-- Opening Marker --

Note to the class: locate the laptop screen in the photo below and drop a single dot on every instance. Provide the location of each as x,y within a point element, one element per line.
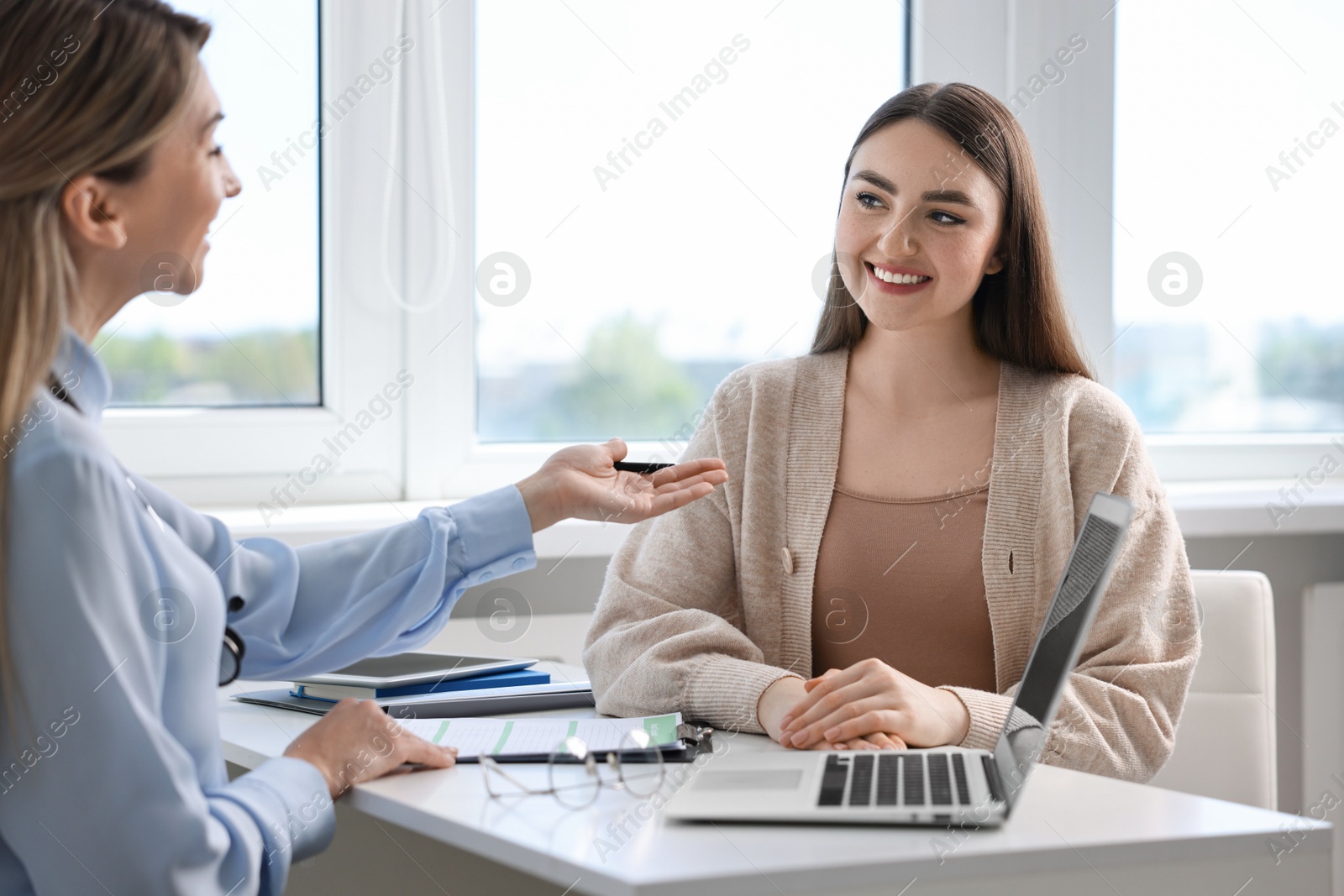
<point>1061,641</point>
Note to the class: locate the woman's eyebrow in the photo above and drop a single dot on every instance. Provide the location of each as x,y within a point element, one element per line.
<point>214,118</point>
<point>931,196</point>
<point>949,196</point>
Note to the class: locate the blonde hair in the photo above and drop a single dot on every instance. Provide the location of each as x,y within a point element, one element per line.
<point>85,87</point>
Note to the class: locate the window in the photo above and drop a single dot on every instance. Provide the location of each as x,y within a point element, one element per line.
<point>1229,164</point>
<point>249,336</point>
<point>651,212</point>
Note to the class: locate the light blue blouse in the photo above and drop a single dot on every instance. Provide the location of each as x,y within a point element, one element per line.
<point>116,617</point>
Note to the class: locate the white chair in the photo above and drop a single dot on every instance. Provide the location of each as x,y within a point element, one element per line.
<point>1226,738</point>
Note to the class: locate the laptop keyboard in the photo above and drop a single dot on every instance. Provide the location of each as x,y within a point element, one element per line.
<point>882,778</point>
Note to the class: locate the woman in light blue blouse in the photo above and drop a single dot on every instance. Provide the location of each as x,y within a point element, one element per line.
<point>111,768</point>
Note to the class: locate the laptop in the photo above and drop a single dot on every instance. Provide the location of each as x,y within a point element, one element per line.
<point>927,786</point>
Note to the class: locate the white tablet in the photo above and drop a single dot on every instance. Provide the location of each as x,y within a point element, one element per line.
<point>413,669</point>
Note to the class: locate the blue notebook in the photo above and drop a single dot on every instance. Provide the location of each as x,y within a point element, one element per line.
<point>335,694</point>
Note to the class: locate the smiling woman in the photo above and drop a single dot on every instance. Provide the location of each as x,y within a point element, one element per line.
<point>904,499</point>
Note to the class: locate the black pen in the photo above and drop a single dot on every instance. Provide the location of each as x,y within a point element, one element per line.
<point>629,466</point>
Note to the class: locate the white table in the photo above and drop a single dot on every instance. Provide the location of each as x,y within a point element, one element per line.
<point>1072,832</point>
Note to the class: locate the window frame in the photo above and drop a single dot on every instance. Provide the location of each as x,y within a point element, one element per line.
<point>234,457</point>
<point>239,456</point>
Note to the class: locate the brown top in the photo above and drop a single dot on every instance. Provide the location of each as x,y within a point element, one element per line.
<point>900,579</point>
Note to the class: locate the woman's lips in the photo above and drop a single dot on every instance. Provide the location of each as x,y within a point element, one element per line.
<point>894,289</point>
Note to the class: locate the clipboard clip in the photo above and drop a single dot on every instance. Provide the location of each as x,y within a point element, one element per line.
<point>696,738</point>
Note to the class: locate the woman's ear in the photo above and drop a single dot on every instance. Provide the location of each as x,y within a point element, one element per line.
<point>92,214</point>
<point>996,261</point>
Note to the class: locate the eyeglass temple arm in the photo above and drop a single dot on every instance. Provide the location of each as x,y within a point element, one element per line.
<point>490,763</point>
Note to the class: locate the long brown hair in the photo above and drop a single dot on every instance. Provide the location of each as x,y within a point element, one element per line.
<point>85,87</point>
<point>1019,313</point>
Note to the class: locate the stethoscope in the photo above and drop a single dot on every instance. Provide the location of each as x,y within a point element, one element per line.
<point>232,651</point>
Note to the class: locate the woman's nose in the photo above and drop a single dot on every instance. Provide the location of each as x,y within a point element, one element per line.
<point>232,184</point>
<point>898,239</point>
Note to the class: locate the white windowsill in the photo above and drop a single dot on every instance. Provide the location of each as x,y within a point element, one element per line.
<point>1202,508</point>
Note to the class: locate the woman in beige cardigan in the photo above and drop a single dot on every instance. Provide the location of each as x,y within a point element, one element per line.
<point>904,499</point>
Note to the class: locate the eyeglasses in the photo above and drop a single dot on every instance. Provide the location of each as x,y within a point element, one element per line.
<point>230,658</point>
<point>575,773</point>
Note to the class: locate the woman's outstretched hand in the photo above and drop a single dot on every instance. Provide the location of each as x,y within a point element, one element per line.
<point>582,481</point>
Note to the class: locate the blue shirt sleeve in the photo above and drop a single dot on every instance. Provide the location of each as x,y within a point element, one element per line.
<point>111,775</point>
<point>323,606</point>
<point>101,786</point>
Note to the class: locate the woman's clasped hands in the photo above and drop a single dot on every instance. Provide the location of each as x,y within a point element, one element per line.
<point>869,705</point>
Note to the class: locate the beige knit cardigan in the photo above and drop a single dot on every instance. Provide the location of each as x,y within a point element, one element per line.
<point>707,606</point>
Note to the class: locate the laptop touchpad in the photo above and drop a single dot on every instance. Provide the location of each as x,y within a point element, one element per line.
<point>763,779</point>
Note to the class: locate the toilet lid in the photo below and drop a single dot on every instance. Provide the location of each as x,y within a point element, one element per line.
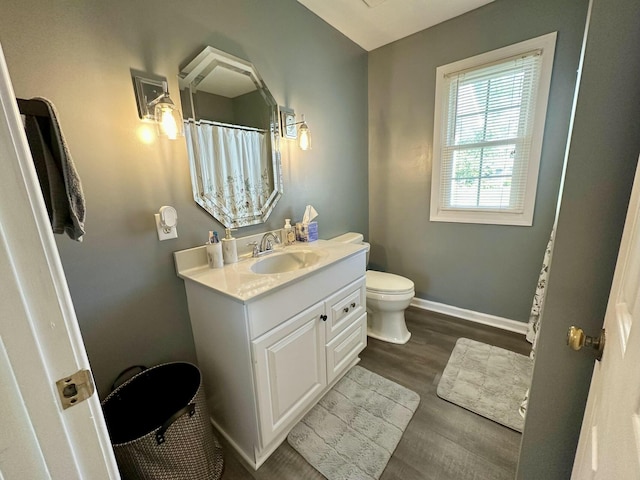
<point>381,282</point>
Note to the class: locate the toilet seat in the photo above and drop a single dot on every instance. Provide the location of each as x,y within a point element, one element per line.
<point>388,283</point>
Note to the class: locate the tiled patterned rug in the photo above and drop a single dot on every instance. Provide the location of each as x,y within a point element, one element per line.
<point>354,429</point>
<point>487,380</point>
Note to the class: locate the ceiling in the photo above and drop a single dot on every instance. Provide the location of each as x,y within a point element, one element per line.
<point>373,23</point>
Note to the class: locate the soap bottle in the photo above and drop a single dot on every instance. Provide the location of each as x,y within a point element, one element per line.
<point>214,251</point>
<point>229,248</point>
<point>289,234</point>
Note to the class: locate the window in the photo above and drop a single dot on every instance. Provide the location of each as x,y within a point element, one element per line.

-- Closing Marker --

→ What is expected
No pictures belong in the copy. Repeat the entries exactly.

→ Output below
Note to the class: locate the laptop screen in the photo below and drop a single dot on every instance. Provide the location of each as x,y within a point element, one element per line.
<point>1061,641</point>
Note to the class: locate the woman's eyebrow in the photo above and drop a single dot on every instance. Provide the location of each as x,y within a point element, one element per line.
<point>214,118</point>
<point>931,196</point>
<point>949,196</point>
Note to the class: locate the blonde hair in the photo above and drop a single dot on every instance. Provide the location of each as x,y within a point element, one element per line.
<point>85,87</point>
Note to the class: locate the window in the photo above and drop a single dot on every instance. Provide the location of each as x,y within a point element, one element per line.
<point>1229,164</point>
<point>249,336</point>
<point>651,212</point>
Note to the class: locate the light blue blouse in the photo above and drop a single dot on every instance. Provide the location of each as x,y within a point element, one element per line.
<point>116,617</point>
Note to the class: locate the white chair in the photo above and drop a single dot on every instance. Provide the location of each as x,y within a point element, one element per line.
<point>1226,738</point>
Note to the class: locate the laptop keyboard in the photo above and drop a single dot on every instance. Provide the location of each as x,y within a point element, one element per line.
<point>882,778</point>
Note to the class: locate the woman in light blue blouse in the photo above and drop a single dot on every instance. Provide the location of each as x,y within a point element, one element per line.
<point>111,768</point>
Note to the class: locate the laptop in the photo above and drop a single dot on every instance. Provide the location of each as x,y within a point element, one element per line.
<point>927,786</point>
Note to the class: locate the white tablet in the photo above and drop a single dot on every instance. Provide the location of each as x,y within a point element, one element per line.
<point>413,669</point>
Note to the class: locate the blue notebook in the photo above and drop a single dot on every instance. Provide the location of each as x,y within a point element, one element per line.
<point>335,694</point>
Note to the class: locate the smiling woman in the photo above and drop a single dot on every instance. Provide the location of each as x,y within a point element, one element per line.
<point>904,499</point>
Note to the class: locate the black pen in the photo above and drop a single dot on every instance. Provide the location of each as x,y within a point element, one element per line.
<point>629,466</point>
Note to the class: locate the white table in the photo above and drop a single dot on every instance. Provide the location of each as x,y within a point element, one element per line.
<point>1072,832</point>
Note to the class: locate the window frame in the photo above and drop a single dot on every instance. Provide the location of each as x,y within a point element, one element per line.
<point>234,457</point>
<point>239,456</point>
Note to the class: locate the brown top in the photo above and drop a single dot on every instance. Provide the location of each as x,y within a point element, one element per line.
<point>900,579</point>
Note to the class: locate the woman's lips in the photo above and drop a single dot on every instance. Provide the location of each as x,y within a point element, one element per line.
<point>894,289</point>
Note to the class: locate the clipboard clip in the photo above and drop a single dot on every instance. Provide the location of each as x,y within a point element, one element per line.
<point>696,738</point>
Note to the class: locate the woman's ear in the photo above and drop a single dot on every instance. Provide the location of each as x,y within a point element, one element per line.
<point>92,214</point>
<point>996,261</point>
Note to the class: locate the eyeglass temple arm in the photo above and drop a single dot on every instance. Provide the location of each as x,y within a point element, one element per line.
<point>490,763</point>
Note to the class: locate the long brown hair in the photo above and drop a single dot on every instance. Provide the location of each as x,y within a point element, one element per line.
<point>85,87</point>
<point>1019,313</point>
Note to the class: locate the stethoscope in the photo above and drop a single dot on every instance. Provide the location of each as x,y within a point element, one element per line.
<point>232,651</point>
Note to the class: locate the woman's nose in the photo above and drop a single dot on every instance. Provide the location of each as x,y within a point element, one element per line.
<point>232,184</point>
<point>898,239</point>
Note to the class: locate the white windowsill in the photo above and drop a single dot on every instance. Provide the location of each as x,y within a point element, one element per line.
<point>1202,508</point>
Note to the class: locate the woman in beige cardigan in the photo above and drop a single dot on every instance. Provide the location of each as x,y within a point element, one element per line.
<point>904,499</point>
Note to the class: locate the eyeglasses in the photo above and drop a single dot on every instance. Provide the location of each as x,y within a point element, one element per line.
<point>230,658</point>
<point>575,773</point>
Note to the class: locate the woman's outstretched hand in the photo above and drop a single dot on every instance. Provide the location of each as x,y within a point element, one element per line.
<point>582,481</point>
Note to the class: locate the blue shirt sleeve in the photo above and drop a single dot on every instance. Provide the location of each as x,y within a point element, one element per line.
<point>111,775</point>
<point>323,606</point>
<point>101,786</point>
Note to the class: locate the woman's clasped hands in the photo above and drop a single dot on every instance. Provide the location of each as x,y within a point element, one element per line.
<point>869,705</point>
Note to the class: locate the beige knit cardigan in the photo above and drop a single dot on every instance. Provide the location of each as x,y within a point element, one element per line.
<point>707,606</point>
Note to the class: locate the laptop touchpad in the photo above and drop a single dot on every instance. Provide the location of each as x,y within a point element, one element per line.
<point>763,779</point>
Note to the class: locate the toilet lid in the photo below and drop a single dot on every instance. Provide the location of each as x,y within a point element, one element per line.
<point>381,282</point>
Note to the class: locate the toilet seat in the photo above and drop a single dot on every instance. Provide the location of each as x,y within a point element, one element per line.
<point>388,283</point>
Note to the class: locate the tiled patterned rug in the photo above and drop a single dot on every instance. Provide the location of each as x,y within a point element, one element per line.
<point>354,429</point>
<point>487,380</point>
Note to the class: locate the ceiling in the photo above and drop a single dot on every instance. Provide the location of each as x,y within a point element, one element per line.
<point>373,23</point>
Note to the class: locate the soap bottle in the photo above and drop a single dot on every instance. Provide the location of each as x,y within a point element, one element per line.
<point>214,251</point>
<point>229,248</point>
<point>289,234</point>
Note to the class: locate the window in the photo above and drop a single dot on every instance. Provide the location of each as x,y within a point element, one element per line.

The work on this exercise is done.